MATERIAL PROVIDED
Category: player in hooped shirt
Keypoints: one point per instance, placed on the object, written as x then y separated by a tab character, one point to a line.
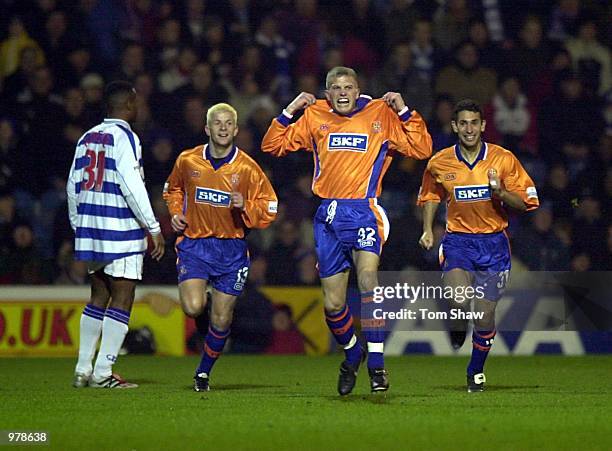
478	181
214	193
352	139
110	213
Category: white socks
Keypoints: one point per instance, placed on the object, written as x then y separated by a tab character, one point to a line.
88	341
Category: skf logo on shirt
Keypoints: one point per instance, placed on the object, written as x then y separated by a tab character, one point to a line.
212	197
352	142
532	193
473	193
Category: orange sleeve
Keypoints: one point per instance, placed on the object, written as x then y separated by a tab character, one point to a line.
282	137
430	191
174	190
261	203
516	180
409	135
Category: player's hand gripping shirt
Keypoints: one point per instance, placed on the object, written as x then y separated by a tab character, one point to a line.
465	187
203	194
351	153
108	205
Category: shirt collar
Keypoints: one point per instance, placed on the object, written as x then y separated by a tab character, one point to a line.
220	162
482	155
360	104
117	121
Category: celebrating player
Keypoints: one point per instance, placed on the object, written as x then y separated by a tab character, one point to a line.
353	139
214	193
108	206
478	180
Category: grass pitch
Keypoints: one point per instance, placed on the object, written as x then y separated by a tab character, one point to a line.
265	403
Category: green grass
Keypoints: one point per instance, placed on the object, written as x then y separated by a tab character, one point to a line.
263	402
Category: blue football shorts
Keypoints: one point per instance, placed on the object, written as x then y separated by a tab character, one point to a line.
344	225
485	255
224	263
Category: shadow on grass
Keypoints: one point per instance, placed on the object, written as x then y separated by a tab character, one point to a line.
374	398
234	387
519	388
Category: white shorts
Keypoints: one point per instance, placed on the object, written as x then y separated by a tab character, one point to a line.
129	267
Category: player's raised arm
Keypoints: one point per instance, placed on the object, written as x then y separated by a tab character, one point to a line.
71	195
409	133
283	137
515	189
260	201
133	188
174	195
430	196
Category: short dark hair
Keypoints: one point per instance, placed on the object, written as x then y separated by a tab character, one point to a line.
116	93
466	105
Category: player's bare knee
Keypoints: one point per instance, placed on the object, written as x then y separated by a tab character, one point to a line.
367	280
221	321
192	309
487	322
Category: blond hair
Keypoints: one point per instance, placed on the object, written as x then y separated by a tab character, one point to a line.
339	71
218	108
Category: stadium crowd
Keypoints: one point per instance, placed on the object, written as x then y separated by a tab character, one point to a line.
541	69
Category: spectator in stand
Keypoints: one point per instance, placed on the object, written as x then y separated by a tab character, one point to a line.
193	22
442	134
218	51
538	246
132	62
56	41
557	123
9	142
546	83
510	119
590	58
11	48
283	253
488	51
189	133
399	18
16	85
589	223
92	86
451	23
286	337
78	64
427	56
558	191
159	163
72	272
465	78
532	52
399	74
563	19
202	86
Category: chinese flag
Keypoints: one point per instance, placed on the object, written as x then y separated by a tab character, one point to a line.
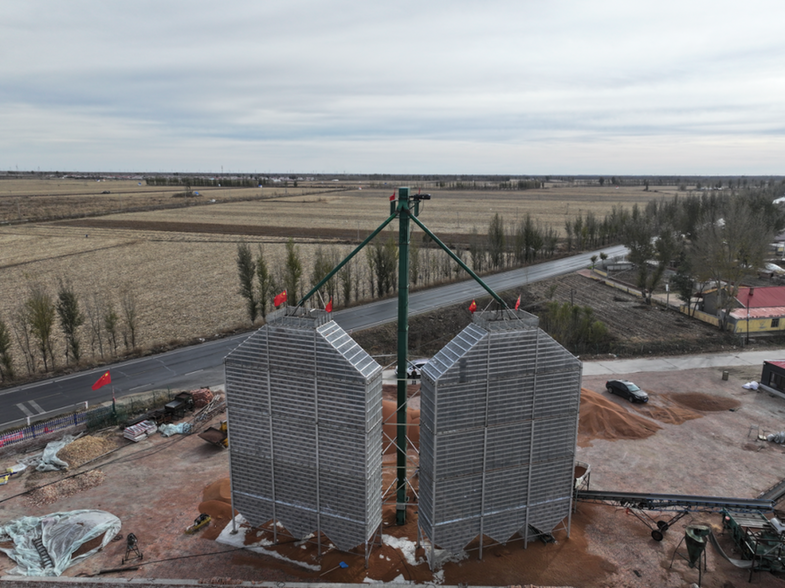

EXERCISE
Output all of the data above as a JSON list of strings with one string per line, skipping blank lines and leaving out the pictures.

FINISHED EXERCISE
[
  "Category: player in hooped shirt",
  "Keypoints: one point per instance, placed on the object, written as x then y separated by a tab character, one point to a line.",
  "478\t181",
  "214\t193",
  "352\t139",
  "110\t213",
  "Category: white socks",
  "Keypoints: one point per instance, placed on the object, written as x then y separated by a tab character, one point to a line.",
  "88\t341",
  "Category: skf logo on shirt",
  "Keypoints: one point per instance, placed on the object, written as x then y separated by a tab character, one point to a line.",
  "212\t197",
  "352\t142",
  "532\t193",
  "473\t193",
  "Category: orange sleeve",
  "Keypoints: one point per instance, placed on the object, written as x then y separated by a tab character, one point to a line.",
  "282\t137",
  "430\t191",
  "174\t190",
  "261\t203",
  "516\t180",
  "409\t135",
  "Category: player's hand gripping shirt",
  "Keypoints: one point per instance, placed on the object, written as x then y separated by a tab character, one point to a line.",
  "465\t187",
  "203\t194",
  "351\t153",
  "108\t205",
  "Category: shirt collar",
  "Keypoints: one point per instance, placed on the object, written as x then y separated by a tab character, one point to a line.",
  "220\t162",
  "482\t155",
  "360\t104",
  "117\t121",
  "Category: celebrating player",
  "Keypoints: one point per instance, placed on the object, written as x then y separated by a tab character, one point to a line.",
  "353\t139",
  "214\t193",
  "108\t206",
  "478\t180",
  "Category: grass pitch",
  "Keypoints: one point per instance, placed on the object, written as x then y separated by a tab character, one point to a line.",
  "265\t403",
  "Category: green grass",
  "Keypoints: one point per instance, placed on the object, written as x then y separated by a tab character, one point to a line.",
  "263\t402",
  "Category: blue football shorts",
  "Keypoints: one point per instance, placed on the object, written as x then y separated by a tab character, one point to a line.",
  "344\t225",
  "485\t255",
  "224\t263",
  "Category: shadow on grass",
  "Keypoints: one point per instance, placed on the object, written as x then y separated by a tab character, one point to a line.",
  "374\t398",
  "234\t387",
  "519\t388",
  "Category: white shorts",
  "Keypoints: one point per instance, placed on the object, written as x then y separated by a tab character, one point to a line.",
  "129\t267",
  "Category: player's raised arm",
  "Keypoints: one point per instance, placed on the object, written as x then y separated by a tab character, one point to a line.",
  "71\t195",
  "409\t133",
  "283\t137",
  "515\t189",
  "260\t201",
  "133\t188",
  "174\t195",
  "430\t196",
  "Category: short dark hair",
  "Keypoints: one point per instance, placed on the object, written as x then y separated by a tab character, one point to a line.",
  "116\t93",
  "466\t105",
  "Category: player's bare knee",
  "Keypoints: one point per instance, placed on the object, written as x then y separated by a tab character, one point to a line.",
  "367\t280",
  "221\t321",
  "192\t309",
  "487\t322",
  "Category: blond hair",
  "Keypoints: one point per instance, placed on the object, written as x then y separated by a tab character, one point to a line.",
  "339\t71",
  "218\t108",
  "Category: stadium crowd",
  "Keypoints: one point per instance, placed on the object, written as x then y separated by a tab character, one point to a line.",
  "541\t69",
  "Category: spectator in stand",
  "Keypoints: one point per instance, placed on the object, written as x then y separated by a tab character, one point to a line.",
  "193\t22",
  "442\t134",
  "218\t51",
  "538\t246",
  "132\t62",
  "56\t41",
  "557\t123",
  "9\t142",
  "546\t83",
  "510\t119",
  "590\t58",
  "11\t48",
  "283\t253",
  "488\t51",
  "189\t133",
  "399\t18",
  "16\t85",
  "589\t223",
  "92\t86",
  "451\t23",
  "286\t337",
  "78\t64",
  "427\t56",
  "558\t191",
  "159\t163",
  "72\t272",
  "465\t78",
  "532\t52",
  "399\t74",
  "563\t19",
  "202\t86",
  "Category: chinese flag",
  "Keypoints: one point per instance, placed on the object, written as x then y separated by a tab character, one point to a line."
]